Could you put every line of the rows below into a Markdown table with two columns, Num for the line number and Line for its text, leaving out blank lines?

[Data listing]
—————

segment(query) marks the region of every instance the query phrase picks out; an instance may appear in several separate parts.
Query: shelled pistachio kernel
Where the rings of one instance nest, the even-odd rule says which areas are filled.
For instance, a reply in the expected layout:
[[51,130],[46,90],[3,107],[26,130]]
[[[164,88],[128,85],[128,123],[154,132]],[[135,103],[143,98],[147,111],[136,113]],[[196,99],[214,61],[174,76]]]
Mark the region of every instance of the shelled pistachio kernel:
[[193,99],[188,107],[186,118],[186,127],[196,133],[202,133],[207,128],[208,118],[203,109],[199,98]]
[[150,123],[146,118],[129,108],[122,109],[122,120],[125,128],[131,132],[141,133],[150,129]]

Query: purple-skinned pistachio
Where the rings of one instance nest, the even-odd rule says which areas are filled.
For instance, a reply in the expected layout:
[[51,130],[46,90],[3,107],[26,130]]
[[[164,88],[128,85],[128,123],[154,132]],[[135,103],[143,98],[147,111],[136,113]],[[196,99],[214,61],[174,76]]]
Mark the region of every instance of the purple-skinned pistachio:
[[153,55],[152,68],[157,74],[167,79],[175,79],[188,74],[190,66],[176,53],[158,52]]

—————

Solution
| Num | Line |
|---|---|
| 1 | segment(query) marks the region of every instance the query phrase picks out; an instance may appear in several separate parts. |
| 2 | Query: shelled pistachio kernel |
| 3 | Where the rings of one instance nest, the even-odd rule says which areas are filled. |
| 4 | For instance, a reply in the expected layout: |
| 5 | [[51,130],[46,90],[3,107],[26,130]] |
| 6 | [[[164,88],[128,85],[128,123],[154,132]],[[135,103],[143,98],[147,111],[136,113]],[[196,99],[214,61],[174,76]]] |
| 7 | Mark the region of every instance of the shelled pistachio kernel: |
| 8 | [[193,99],[188,107],[186,118],[186,127],[196,133],[202,133],[207,128],[208,118],[203,109],[199,98]] |
| 9 | [[150,123],[146,118],[129,108],[122,109],[122,120],[125,128],[131,132],[141,133],[150,129]] |
| 10 | Query: purple-skinned pistachio |
| 11 | Where the rings of one instance nest, the even-odd rule says which areas are filled. |
| 12 | For instance, a reply in the expected layout: |
| 13 | [[51,130],[46,90],[3,107],[26,130]] |
| 14 | [[[164,88],[128,85],[128,123],[154,132]],[[135,103],[143,98],[147,111],[136,113]],[[196,99],[214,61],[174,76]]] |
| 15 | Mark the region of every instance of the purple-skinned pistachio: |
| 16 | [[153,55],[152,68],[157,74],[167,79],[175,79],[188,74],[190,66],[176,53],[158,52]] |